__Metin__

Sayfalar

18 Ekim 2011 Salı

Haftanın Menüsü - 10

Hayatımı kolaylaştıran "haftanın menüsü" yle kaldığım yerden devam ediyorum. Selin'in cumartesiden beri devam eden ateş ve öksürüğü dolayısıyla maalesef salı gününü buldu bloga yazmam. Söz vermiş olmayayım ama akşam vakit bulursam brokoli çorbasının tarifini yazacağım.
İşte biraz gecikerek de olsa bu haftanın menüsü. Herkese afiyet osun!

__Belirtilen amaç 1__
Metne göre:
(a) Yazı hangi tarihte yayımlanmış?
(b) Selin'in ateşi ve öksürüğü ne zamandan beri sürüyor?
(c) Yazar akşam vakit bulursa hangi tarifi yazacağını söylüyor?
Metin ile girdiler ayrı kaynaklardan geliyor.

__Bir veri bloğu__

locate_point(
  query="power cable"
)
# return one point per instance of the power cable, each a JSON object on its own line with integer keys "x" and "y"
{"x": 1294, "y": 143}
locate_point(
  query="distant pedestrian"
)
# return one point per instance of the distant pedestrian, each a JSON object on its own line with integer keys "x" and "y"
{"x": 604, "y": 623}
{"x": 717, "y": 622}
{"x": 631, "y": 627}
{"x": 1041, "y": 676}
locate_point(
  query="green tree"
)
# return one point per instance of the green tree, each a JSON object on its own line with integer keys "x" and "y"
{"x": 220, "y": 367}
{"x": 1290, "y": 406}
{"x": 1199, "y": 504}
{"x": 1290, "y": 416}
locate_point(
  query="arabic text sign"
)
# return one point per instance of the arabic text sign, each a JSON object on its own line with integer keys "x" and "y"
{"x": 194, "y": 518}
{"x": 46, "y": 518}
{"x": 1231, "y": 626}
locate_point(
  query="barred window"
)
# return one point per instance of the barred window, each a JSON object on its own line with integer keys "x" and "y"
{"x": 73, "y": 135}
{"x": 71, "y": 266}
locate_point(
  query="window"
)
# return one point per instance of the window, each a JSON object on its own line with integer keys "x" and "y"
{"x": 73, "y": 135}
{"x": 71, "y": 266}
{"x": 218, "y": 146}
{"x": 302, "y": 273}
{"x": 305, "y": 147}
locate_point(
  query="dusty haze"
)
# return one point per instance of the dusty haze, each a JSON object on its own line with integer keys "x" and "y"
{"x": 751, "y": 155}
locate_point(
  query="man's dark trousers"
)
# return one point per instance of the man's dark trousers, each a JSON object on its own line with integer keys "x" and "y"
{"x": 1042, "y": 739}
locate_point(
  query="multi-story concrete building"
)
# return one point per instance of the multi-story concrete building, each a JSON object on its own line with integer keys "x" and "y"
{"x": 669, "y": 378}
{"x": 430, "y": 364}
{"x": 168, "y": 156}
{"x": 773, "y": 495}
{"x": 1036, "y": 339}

__Belirtilen amaç 2__
Girdilerde "dusty" dizgesini içeren her satırı çekip çıkarır mısınız?

__Görev sonucu 1__
(a) 18 Ekim 2011 Salı
(b) Cumartesiden beri
(c) Brokoli çorbasının tarifini

__Görev sonucu 2__
  query="dusty haze"
# return one point per instance of the dusty haze, each a JSON object on its own line with integer keys "x" and "y"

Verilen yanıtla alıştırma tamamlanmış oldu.